- _Aim of the exercise_
The required answer is every line of the data containing the word "pink".

Referring expression pointing data:
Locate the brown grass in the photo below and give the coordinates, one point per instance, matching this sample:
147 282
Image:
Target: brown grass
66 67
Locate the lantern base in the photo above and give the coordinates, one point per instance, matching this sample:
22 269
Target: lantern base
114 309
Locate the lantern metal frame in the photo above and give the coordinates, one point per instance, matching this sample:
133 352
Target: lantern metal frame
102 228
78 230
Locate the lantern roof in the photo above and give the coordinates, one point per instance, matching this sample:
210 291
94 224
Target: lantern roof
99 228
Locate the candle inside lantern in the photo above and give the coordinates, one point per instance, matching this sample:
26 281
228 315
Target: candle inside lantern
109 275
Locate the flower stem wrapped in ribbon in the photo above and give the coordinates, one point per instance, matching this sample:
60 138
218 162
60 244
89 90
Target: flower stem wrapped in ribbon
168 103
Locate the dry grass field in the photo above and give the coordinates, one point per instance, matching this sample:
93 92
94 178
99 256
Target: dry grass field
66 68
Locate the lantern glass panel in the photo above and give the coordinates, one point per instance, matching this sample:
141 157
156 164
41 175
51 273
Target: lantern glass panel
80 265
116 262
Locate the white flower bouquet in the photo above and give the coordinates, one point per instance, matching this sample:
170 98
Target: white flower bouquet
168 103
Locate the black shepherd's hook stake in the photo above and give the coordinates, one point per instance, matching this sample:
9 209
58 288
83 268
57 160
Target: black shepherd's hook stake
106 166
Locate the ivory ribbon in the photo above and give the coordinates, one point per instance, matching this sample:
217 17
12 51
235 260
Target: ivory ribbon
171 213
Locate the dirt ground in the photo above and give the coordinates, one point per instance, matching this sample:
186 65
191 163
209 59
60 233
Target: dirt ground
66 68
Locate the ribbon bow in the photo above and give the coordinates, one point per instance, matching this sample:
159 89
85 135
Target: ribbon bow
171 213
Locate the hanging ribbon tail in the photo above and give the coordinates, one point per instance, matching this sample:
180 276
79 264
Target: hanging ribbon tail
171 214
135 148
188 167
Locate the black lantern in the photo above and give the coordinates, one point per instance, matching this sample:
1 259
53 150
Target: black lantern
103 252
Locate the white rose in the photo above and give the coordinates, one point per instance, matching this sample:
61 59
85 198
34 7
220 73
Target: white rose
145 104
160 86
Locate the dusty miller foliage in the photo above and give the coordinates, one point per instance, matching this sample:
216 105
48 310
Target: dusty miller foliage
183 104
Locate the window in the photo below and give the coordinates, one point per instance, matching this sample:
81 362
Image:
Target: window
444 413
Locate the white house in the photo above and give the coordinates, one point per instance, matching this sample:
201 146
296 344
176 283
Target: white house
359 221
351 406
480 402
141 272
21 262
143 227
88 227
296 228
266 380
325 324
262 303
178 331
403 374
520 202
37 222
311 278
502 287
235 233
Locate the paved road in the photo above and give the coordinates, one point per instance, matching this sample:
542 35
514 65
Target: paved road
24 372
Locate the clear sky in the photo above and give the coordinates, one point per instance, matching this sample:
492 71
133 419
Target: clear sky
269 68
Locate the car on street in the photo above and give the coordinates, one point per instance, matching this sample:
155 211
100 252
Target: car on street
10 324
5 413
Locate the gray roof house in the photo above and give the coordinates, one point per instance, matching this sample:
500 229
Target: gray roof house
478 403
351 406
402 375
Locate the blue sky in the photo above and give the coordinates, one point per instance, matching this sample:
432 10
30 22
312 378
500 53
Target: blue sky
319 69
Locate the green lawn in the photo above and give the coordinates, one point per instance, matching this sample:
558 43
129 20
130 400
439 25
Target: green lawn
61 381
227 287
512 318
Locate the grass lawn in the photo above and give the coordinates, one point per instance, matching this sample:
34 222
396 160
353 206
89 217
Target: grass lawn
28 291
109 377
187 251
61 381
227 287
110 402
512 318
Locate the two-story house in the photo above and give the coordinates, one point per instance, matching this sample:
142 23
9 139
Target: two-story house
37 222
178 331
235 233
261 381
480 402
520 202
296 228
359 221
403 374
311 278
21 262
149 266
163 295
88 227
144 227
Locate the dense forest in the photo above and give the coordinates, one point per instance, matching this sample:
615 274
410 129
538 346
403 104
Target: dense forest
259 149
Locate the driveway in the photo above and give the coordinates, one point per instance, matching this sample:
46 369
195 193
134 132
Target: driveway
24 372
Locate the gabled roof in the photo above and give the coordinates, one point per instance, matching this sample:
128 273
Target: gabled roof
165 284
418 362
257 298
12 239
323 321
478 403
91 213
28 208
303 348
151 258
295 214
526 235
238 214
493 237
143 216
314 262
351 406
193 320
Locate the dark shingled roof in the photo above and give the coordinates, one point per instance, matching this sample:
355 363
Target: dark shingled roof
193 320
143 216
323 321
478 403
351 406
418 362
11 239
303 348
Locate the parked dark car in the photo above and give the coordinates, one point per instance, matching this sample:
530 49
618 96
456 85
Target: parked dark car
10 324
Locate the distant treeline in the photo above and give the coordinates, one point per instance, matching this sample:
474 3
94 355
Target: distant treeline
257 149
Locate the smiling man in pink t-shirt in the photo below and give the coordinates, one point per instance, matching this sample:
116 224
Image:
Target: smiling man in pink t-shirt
...
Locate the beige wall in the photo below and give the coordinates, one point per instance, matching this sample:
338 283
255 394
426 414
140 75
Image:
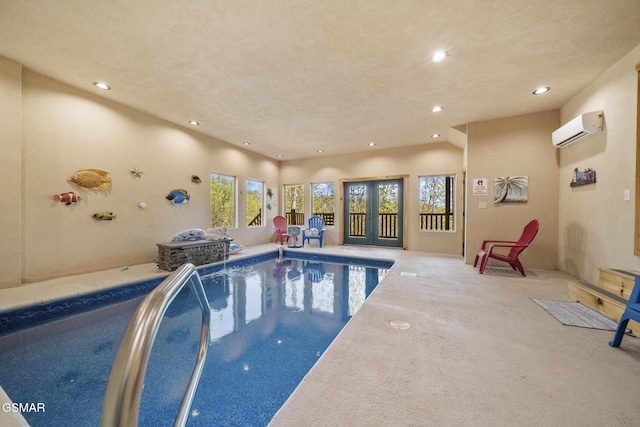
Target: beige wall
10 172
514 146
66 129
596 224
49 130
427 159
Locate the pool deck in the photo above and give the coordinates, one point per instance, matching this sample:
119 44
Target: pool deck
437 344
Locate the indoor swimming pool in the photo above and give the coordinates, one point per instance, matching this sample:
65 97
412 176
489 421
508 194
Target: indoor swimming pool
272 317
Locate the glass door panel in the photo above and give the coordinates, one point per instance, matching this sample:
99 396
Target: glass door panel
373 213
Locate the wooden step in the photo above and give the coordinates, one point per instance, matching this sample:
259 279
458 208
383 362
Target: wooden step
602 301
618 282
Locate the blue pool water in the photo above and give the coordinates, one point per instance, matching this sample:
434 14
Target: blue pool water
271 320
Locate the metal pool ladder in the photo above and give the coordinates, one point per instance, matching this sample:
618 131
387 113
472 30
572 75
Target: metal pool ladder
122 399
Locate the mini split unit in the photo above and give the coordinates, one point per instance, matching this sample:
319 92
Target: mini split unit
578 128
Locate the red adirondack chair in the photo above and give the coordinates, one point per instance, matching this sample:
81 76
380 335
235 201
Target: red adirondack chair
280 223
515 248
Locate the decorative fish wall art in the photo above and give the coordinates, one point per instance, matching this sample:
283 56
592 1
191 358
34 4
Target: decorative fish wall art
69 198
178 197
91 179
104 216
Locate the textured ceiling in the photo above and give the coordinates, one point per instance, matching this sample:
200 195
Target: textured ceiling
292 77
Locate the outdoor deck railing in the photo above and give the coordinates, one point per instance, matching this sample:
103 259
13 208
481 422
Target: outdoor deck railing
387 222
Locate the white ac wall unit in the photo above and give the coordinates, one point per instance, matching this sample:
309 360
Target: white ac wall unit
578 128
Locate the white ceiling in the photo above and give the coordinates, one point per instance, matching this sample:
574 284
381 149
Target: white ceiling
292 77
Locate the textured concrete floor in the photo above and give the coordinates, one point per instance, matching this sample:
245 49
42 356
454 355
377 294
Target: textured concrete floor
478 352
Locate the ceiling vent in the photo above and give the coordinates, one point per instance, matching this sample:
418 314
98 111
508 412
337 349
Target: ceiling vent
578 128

- _Written solution_
Locate the smiling man in pink t-shirt in the photo below and give the coordinates, one point per instance, matching this sample:
Target: smiling man in pink t-shirt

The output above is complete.